Problem description:
Find each line in the items below that contains the word "bright", and copy those lines out in order.

Supplied records:

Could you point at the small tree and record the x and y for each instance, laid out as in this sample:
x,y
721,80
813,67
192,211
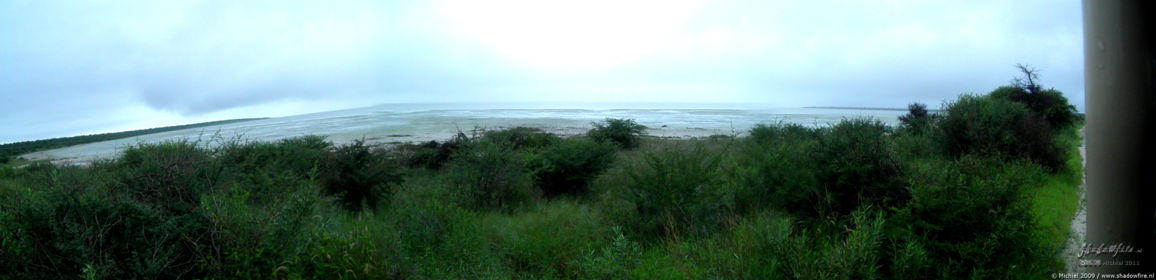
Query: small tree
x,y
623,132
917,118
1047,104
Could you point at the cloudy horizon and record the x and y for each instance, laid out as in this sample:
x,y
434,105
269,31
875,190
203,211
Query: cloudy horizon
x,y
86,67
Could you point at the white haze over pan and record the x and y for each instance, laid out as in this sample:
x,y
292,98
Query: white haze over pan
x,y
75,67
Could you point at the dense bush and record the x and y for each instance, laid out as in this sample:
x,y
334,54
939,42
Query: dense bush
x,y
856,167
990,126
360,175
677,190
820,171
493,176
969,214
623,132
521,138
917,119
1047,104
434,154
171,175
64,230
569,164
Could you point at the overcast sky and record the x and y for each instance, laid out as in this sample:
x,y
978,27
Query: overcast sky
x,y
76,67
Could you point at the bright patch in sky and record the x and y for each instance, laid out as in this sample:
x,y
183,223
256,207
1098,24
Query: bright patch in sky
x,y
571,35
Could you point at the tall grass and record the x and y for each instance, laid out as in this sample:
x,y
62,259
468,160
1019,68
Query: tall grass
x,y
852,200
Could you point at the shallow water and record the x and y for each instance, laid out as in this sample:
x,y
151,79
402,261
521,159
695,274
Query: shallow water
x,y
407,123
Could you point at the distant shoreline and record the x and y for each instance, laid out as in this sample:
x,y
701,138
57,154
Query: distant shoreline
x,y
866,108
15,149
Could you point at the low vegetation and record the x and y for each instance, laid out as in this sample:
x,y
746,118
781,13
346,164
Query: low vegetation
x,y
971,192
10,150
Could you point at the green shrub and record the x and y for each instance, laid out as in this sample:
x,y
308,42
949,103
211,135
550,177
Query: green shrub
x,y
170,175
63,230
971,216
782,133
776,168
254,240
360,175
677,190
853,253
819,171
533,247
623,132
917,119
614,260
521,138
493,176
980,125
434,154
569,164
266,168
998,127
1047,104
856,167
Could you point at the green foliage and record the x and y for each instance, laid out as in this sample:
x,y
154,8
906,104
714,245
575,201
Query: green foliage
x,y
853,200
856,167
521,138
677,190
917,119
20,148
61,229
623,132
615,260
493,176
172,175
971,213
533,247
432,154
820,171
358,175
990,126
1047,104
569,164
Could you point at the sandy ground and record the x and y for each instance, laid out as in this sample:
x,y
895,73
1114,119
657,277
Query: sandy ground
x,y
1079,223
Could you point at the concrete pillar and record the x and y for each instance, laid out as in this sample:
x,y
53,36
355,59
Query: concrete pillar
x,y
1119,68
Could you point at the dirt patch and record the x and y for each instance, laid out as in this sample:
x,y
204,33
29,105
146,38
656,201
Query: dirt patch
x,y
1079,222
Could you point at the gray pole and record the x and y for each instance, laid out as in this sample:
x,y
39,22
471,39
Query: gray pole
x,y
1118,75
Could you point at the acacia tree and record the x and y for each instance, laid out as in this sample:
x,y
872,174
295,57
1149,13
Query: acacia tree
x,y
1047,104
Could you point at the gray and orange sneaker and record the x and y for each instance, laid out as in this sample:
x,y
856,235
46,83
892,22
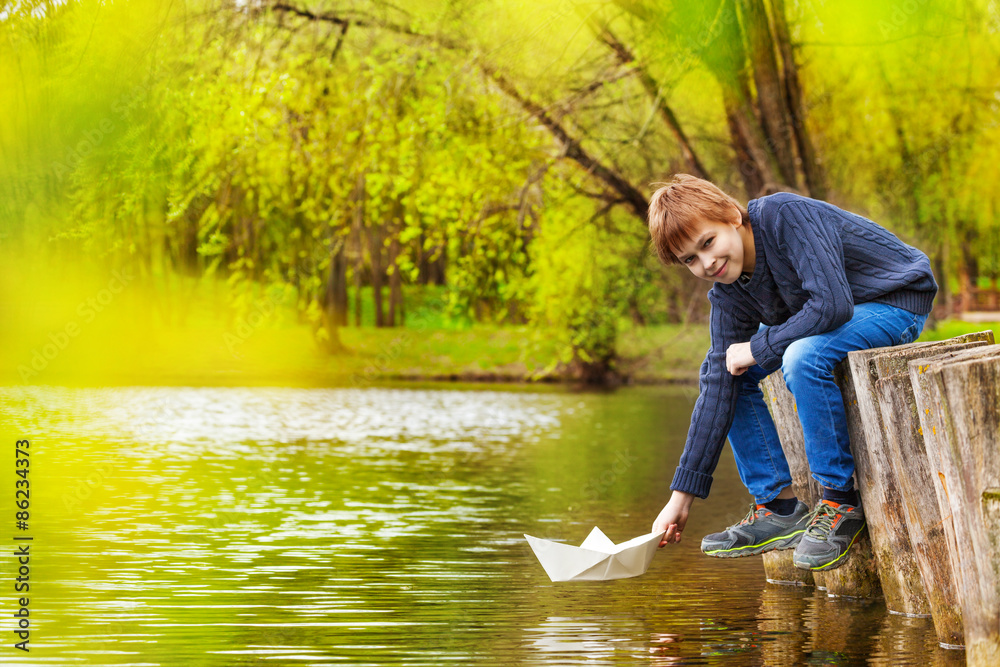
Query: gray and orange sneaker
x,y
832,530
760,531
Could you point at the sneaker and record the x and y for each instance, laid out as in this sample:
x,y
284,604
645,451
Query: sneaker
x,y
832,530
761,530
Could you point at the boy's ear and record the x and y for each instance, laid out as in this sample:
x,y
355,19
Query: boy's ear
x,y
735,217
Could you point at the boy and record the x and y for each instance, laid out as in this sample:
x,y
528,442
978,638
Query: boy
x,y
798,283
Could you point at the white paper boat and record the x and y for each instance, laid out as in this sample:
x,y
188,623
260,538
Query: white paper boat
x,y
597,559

* * *

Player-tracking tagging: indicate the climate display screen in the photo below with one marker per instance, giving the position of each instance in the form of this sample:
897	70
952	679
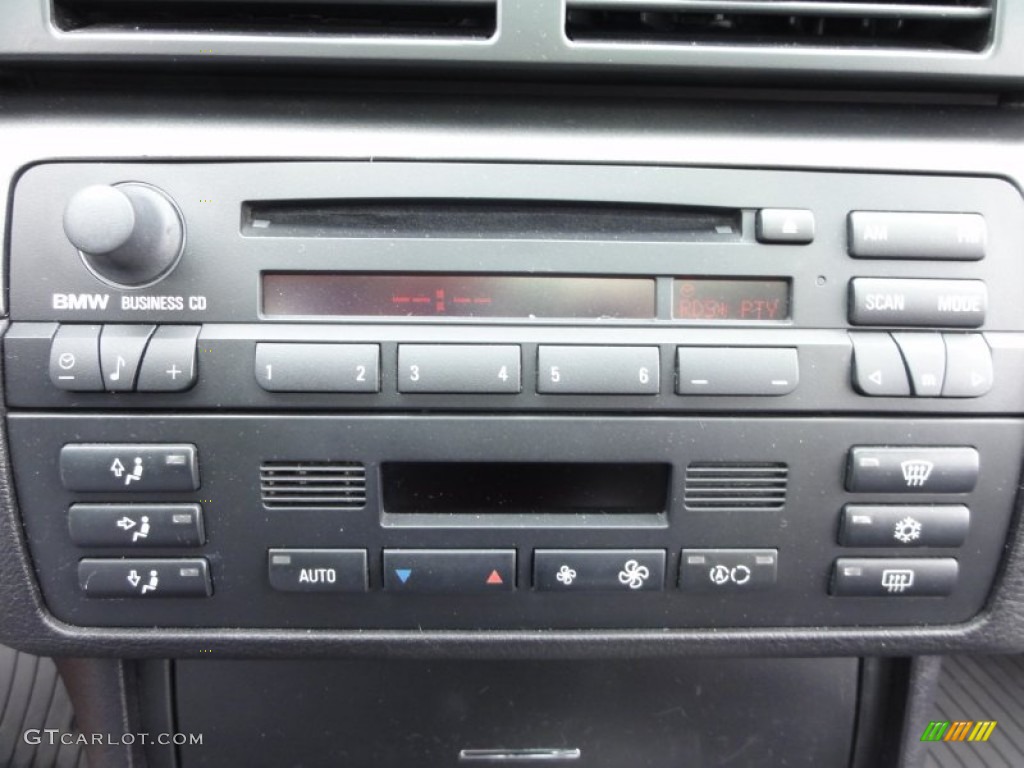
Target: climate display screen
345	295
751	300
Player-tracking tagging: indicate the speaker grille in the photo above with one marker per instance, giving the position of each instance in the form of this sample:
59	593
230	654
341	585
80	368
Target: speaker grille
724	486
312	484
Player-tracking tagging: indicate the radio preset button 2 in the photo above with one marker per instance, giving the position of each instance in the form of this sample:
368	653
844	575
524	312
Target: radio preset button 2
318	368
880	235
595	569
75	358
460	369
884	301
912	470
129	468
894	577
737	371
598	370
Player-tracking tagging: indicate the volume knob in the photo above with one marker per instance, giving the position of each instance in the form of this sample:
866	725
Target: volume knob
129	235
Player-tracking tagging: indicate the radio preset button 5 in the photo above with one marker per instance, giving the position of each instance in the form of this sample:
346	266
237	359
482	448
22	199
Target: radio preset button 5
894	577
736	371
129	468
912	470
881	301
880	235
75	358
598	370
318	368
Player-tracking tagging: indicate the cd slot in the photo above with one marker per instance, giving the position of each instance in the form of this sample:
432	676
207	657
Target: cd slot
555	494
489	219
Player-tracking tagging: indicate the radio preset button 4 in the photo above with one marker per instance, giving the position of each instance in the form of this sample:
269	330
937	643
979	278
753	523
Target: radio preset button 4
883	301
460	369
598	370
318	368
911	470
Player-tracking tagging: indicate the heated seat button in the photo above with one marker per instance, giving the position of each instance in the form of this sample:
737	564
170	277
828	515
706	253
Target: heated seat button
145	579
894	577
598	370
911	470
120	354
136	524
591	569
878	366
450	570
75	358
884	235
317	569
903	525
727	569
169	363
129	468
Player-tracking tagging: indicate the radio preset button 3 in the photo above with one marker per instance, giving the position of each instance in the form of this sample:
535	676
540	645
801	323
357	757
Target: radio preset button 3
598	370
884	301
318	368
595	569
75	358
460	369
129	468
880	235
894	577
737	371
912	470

Solved problem:
Could you point at the bright patch in sky and record the x and y for each instance, laid out as in this sample:
Query: bright patch in sky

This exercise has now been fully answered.